**SELECTED EXTRACT**
It's also rumored that a punisher serie would come to netflix, also being a part of the Defenders. (I think he is not originally a part of the defenders, but he fits)

A source, however I don't know how trustworthy it is:
http://www.pajiba.com/netflix_movie...anges-to-its-punisher-and-iron-fist-plans.php

And some cool pictures of Cage and Jones for the people who read the comics:


Spoiler: Pictures


----------



## Jack_Sparrow (Dec 14, 2015)

Cyan said:


> I watched it fully this weekend.
> I liked it, but slightly less than daredevil.
> 
> The first episode was slow, I wondered where super heroes and marvel universe disappeared to.
> ...


https://en.wikipedia.org/wiki/Daredevil_(season_2)


----------



## Saiyan Lusitano (Dec 14, 2015)

(Excerpt from a dataset)
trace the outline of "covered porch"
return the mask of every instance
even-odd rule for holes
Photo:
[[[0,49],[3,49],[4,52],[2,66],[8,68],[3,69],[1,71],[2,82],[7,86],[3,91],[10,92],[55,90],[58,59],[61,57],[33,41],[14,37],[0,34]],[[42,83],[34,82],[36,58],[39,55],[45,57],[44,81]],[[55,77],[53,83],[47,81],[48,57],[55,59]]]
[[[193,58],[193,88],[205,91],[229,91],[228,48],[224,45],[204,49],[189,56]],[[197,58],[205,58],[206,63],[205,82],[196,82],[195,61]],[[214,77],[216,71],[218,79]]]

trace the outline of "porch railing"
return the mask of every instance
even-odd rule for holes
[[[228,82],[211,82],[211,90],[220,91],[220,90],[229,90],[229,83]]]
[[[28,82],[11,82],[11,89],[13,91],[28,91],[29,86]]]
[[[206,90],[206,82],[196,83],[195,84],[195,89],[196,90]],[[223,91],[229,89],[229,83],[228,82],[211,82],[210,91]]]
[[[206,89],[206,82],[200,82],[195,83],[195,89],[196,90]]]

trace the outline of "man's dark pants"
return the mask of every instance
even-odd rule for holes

**INSTRUCTION 1**
Copy out every one of the dataset entries above, line for line, with no changes.
**INSTRUCTION 2**
Pick up the forum thread about Marvel's Netflix series where it stops, and write what comes next.

**WRITTEN RESPONSE 1**
trace the outline of "covered porch"
return the mask of every instance
even-odd rule for holes
Photo:
[[[0,49],[3,49],[4,52],[2,66],[8,68],[3,69],[1,71],[2,82],[7,86],[3,91],[10,92],[55,90],[58,59],[61,57],[33,41],[14,37],[0,34]],[[42,83],[34,82],[36,58],[39,55],[45,57],[44,81]],[[55,77],[53,83],[47,81],[48,57],[55,59]]]
[[[193,58],[193,88],[205,91],[229,91],[228,48],[224,45],[204,49],[189,56]],[[197,58],[205,58],[206,63],[205,82],[196,82],[195,61]],[[214,77],[216,71],[218,79]]]

trace the outline of "porch railing"
return the mask of every instance
even-odd rule for holes
[[[228,82],[211,82],[211,90],[220,91],[220,90],[229,90],[229,83]]]
[[[28,82],[11,82],[11,89],[13,91],[28,91],[29,86]]]
[[[206,90],[206,82],[196,83],[195,84],[195,89],[196,90]],[[223,91],[229,89],[229,83],[228,82],[211,82],[210,91]]]
[[[206,89],[206,82],[200,82],[195,83],[195,89],[196,90]]]

trace the outline of "man's dark pants"
return the mask of every instance
even-odd rule for holes

**WRITTEN RESPONSE 2**
DD Season 2 is planned for "Early" 2016 release. The moment it's out I won't care one bit for the teen-drama DC shows that are on The CW.


----------



## Jack_Sparrow (Dec 14, 2015)

Saiyan Lusitano said:


> DD Season 2 is planned for "Early" 2016 release. The moment it's out I won't care one bit for the teen-drama DC shows that are on The CW.


Agreed, Marvel's netflix is hardcore.


----------



## BORTZ (Jan 11, 2016)

The fiancee wants to watch this with me, I guess I'll dive in soon.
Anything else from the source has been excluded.